▸ Work order
A word-for-word copy of the data, with no images, is the required answer.

▸ Provided material
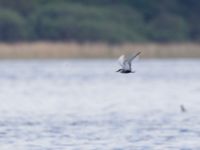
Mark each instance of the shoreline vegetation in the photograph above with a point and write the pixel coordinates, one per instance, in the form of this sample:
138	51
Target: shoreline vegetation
73	50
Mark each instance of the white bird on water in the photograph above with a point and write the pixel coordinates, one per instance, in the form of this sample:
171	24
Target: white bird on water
125	63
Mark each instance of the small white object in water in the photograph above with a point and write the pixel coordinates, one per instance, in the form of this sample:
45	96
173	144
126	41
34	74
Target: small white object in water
182	108
125	63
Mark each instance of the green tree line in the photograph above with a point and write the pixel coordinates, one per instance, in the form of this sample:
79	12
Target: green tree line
100	20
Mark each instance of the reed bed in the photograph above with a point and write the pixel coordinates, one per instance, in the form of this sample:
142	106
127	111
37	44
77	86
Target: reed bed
56	50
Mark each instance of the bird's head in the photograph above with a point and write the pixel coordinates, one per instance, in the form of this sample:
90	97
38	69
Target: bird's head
119	70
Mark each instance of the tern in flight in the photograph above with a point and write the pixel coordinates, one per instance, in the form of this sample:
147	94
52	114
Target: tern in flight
125	63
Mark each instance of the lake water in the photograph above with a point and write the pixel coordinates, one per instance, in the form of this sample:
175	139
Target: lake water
86	105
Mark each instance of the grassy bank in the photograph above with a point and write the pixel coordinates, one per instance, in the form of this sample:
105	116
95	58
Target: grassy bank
98	50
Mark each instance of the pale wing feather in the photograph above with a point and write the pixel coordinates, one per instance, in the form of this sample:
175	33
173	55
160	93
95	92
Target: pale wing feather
123	62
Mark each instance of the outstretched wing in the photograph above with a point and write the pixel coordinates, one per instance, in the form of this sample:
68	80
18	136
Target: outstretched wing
123	62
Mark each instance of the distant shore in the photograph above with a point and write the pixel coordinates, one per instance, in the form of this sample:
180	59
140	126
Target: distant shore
56	50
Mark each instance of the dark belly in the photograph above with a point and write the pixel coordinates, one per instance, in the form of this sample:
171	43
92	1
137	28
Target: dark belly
126	71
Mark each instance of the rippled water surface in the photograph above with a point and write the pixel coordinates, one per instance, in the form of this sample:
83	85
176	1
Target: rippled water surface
86	105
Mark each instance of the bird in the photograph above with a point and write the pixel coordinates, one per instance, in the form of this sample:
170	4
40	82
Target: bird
125	63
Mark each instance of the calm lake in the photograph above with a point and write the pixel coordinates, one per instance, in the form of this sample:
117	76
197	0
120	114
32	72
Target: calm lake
86	105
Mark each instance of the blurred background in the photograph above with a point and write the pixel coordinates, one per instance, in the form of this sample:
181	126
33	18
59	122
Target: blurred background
53	97
75	23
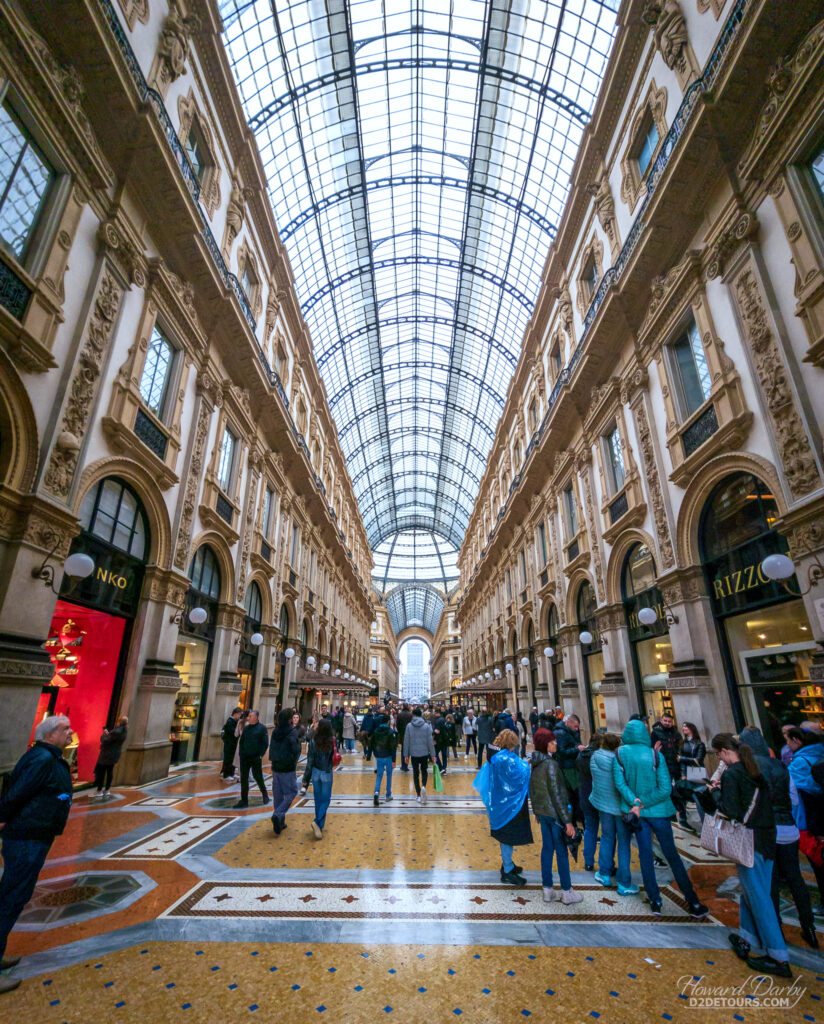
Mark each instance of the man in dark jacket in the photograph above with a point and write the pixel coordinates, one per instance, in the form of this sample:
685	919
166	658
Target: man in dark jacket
484	734
440	735
254	740
665	733
384	744
567	735
229	743
367	727
284	754
785	864
34	810
403	719
111	748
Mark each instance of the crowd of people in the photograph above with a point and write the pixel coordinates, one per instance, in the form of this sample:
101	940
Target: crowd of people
601	795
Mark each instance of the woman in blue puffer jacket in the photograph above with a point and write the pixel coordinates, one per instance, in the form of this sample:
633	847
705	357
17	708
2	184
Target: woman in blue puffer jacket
607	801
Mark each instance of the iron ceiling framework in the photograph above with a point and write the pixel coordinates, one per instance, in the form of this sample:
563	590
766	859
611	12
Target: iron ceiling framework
418	155
415	604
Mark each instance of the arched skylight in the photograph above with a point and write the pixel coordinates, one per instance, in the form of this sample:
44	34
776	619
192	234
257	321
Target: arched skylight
418	154
415	554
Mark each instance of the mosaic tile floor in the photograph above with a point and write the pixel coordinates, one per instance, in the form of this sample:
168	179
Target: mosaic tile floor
166	905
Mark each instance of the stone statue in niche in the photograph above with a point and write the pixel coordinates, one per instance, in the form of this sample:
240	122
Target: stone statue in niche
173	47
668	28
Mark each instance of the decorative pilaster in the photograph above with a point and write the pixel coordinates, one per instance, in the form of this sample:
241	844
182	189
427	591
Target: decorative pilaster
788	428
83	389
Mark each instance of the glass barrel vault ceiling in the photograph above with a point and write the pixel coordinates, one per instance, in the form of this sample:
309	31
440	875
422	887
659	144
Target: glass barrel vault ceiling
418	155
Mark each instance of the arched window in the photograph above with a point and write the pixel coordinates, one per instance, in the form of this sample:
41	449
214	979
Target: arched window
113	512
639	571
587	605
205	572
553	626
739	510
254	603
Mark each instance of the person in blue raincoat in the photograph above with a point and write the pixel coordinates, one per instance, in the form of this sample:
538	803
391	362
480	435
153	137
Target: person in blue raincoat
504	786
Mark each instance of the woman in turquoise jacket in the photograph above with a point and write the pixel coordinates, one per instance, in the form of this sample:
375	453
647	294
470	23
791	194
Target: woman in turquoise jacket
607	801
643	780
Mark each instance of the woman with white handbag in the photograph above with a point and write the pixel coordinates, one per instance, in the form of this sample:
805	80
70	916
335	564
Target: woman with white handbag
745	832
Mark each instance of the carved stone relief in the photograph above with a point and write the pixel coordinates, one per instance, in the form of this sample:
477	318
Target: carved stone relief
134	10
668	28
654	484
170	61
793	444
62	463
605	211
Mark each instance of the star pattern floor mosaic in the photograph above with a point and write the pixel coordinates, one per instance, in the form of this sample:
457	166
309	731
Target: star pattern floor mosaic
167	904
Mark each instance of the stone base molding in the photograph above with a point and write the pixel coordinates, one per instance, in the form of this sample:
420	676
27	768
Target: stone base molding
692	675
149	718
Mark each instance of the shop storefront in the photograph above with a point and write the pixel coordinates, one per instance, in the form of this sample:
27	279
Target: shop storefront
764	632
652	652
248	657
91	629
593	657
193	654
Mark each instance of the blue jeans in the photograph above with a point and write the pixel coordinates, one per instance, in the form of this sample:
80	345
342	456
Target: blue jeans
760	925
552	844
612	826
507	854
23	861
285	788
384	767
321	787
590	823
662	829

▸ Answer section
Mark each instance of the shoreline vegetation in the photograph above with a point and write the pixel coordinates, one per instance, in the form of this sample:
138	51
Target: shoreline vegetation
73	50
Mark each instance of the white bird on water in the photograph above with a point and write the pixel coordinates, one per instance, in the form of this sample:
171	24
Target: white bird on water
125	63
Mark each instance of the small white object in water in the photograph above with a point and write the pixel coordinates, one per instance, in the form of this sample:
45	96
173	144
126	41
34	74
Target: small white object in water
182	108
125	63
Mark each instance of the green tree line in the photograph above with a point and write the pixel coordinates, one per instance, in the form of this sample:
79	12
Target: green tree line
100	20
Mark each instance of the reed bed in the photograph above with a point and write the pixel coordinates, one per instance, in the form of this sample:
142	106
127	111
37	44
77	86
Target: reed bed
56	50
Mark each instance of the bird's head in the photograph above with a point and write the pixel coordinates, one per instance, in the form of this sample:
90	97
38	69
Target: bird's head
119	70
Mark each instance of the tern in flight in the photograph above with a point and write the pixel coordinates, one per instance, in the form of this sample:
147	94
52	114
Target: tern in flight
125	63
Mark each instance of the lake water in the photograph above with a point and write the pixel coordinates, one per instance, in the form of this sample:
175	139
Target: lake water
86	105
Mark each instance of the grassy bank in the photograph above with a point and write the pixel coordinates, one per instance, in the form of this sample:
105	116
95	58
Target: grassy bank
98	50
Mark each instance of the pale wing feather in the photograph above with a point and write the pixel coordinates, one per instance, in the form of this sample:
175	33
173	55
160	93
95	92
Target: pale wing feather
123	62
Mark each instance of the outstretched wing in the photograph above with a point and write the pixel coordinates, one per instance, in the form of this sample:
68	80
18	136
Target: outstretched wing
123	62
Mark each instance of the distant shore in the photograph above with a point and write the pixel coordinates, one per instance, in the form of this sample:
180	59
140	126
Target: distant shore
56	50
Mark each instance of the dark belly in the photograph above with a point and write the pixel coordinates, one per instance, in the form of this sample:
171	43
92	1
137	28
Target: dark belly
126	71
Mark each instance of the rippled water surface in the photograph above with a point and write the pixel coordinates, one per instance, in the form of this sample:
83	85
176	1
Target: rippled water surface
86	105
Mark each instance of the bird in the photograph above with a point and write the pixel coordinates, one per instance, in the form of this sample:
170	4
40	82
Target: bird
125	63
Mark each instance of the calm lake in the photograph above with a point and write the pixel coordinates, one per instance, in the form of this sample:
117	76
197	0
120	114
32	72
Target: calm lake
86	105
Mark each instance of the blurred background in the photograph above with a point and write the pixel coordinates, one per instance, in the form of this sample:
181	126
33	18
59	122
Target: blurred background
53	97
75	23
Mark each instance of the man in dark jacket in the photograph above with a point and write the pixel coordinates, one per instance, in the form of this sample:
685	919
166	658
Target: man in dark jacket
484	734
440	735
254	740
665	733
384	744
567	735
229	743
367	727
284	754
785	864
34	810
403	719
111	748
Mark each instance of the crowd of people in the photograph above with a point and write the pixel coordinates, one per instance, in the form of this sample:
101	940
Target: crowd of people
601	795
Mark each instance of the woman in blue puffer jacket in the photograph above with a point and write the pixel coordinates, one per instance, in the form of this sample:
633	847
705	357
17	708
2	184
Target: woman in blue puffer jacket
607	801
Mark each instance of the iron ceiling framework in the photograph above with a point and write the pixel coordinates, one per instance, in the form of this sample:
563	590
766	859
611	12
Target: iron ceiling framework
418	155
415	604
Mark each instance of the arched skylight in the photograph above with a point and write the pixel coordinates, one per instance, in the form of this sample:
44	34
776	619
192	234
257	321
Target: arched skylight
418	154
415	554
Mark each instance of the mosaic tile floor in the photograph above with a point and write the pixel coordinates, one per instance, in the form of this sample:
168	179
Target: mosaic tile floor
166	905
Mark each instance of the stone statue in niche in the photograph above with a point and write the pixel coordinates, one per instance, in the form of this sample:
240	122
Target: stone statue in niche
173	47
668	28
Mark each instance of the decorative pilaster in the photograph above with a point and write the pixel coordinates, one per instance, in the form of this sample:
241	844
182	189
427	591
Target: decorative pilaster
788	428
83	389
Mark each instance of the glass barrel vault ceiling in the photograph above with a point and write the pixel coordinates, one per instance, in the form of this sample:
309	31
440	875
422	887
659	144
Target: glass barrel vault ceiling
418	155
Mark each instance of the arched window in the photograph above with a point and write the pixel coordinates, one per instance, in the form of this sample:
41	449
214	979
Target: arched window
113	512
639	571
587	605
205	572
553	626
739	510
254	603
Mark each instance of the person in blue raincoat in the photograph above with a point and write the pixel coordinates, one per instance, in the form of this sample:
538	803
391	362
480	435
153	137
Target: person in blue raincoat
504	786
Mark each instance of the woman in turquoise jacket in the photograph above with a point and write the pixel coordinates, one per instance, in the form of this sample:
375	453
647	294
470	23
791	194
Target: woman in turquoise jacket
607	801
643	780
Mark each instance of the woman with white handbag in the photograph above with a point and write the pixel coordinates, one per instance, in the form of this sample:
805	80
70	916
335	564
Target: woman with white handbag
745	832
Mark each instance of the carved stone relief in the photograph above with a point and write the pixel coordinates, one per instance, in the form of this sample:
477	318
Target: carved stone relief
134	10
668	28
654	484
170	61
793	444
62	463
605	211
Mark each instance of the star pattern floor mosaic in the photograph above with a point and write the pixel coordinates, one per instance, in the form of this sample:
457	166
309	731
Target: star pattern floor mosaic
167	904
Mark each instance of the stone base molding in the photograph above with a point and write the pixel coordinates, one per instance, in the form of this sample:
420	676
27	768
Target: stone base molding
692	675
149	718
Mark each instance of the shop storefront in the photograph above with a point and write the pixel coordinates, one per instance, in the form of this sample:
27	279
Target: shop storefront
764	632
652	652
248	657
91	629
593	657
193	654
Mark each instance of the blue jeans in the photograph above with a point and write the pixel coordinates, one per instance, in the form of this sample:
80	345
342	456
Target: blue jeans
760	925
552	844
612	826
507	854
23	861
285	788
384	767
321	787
590	823
662	829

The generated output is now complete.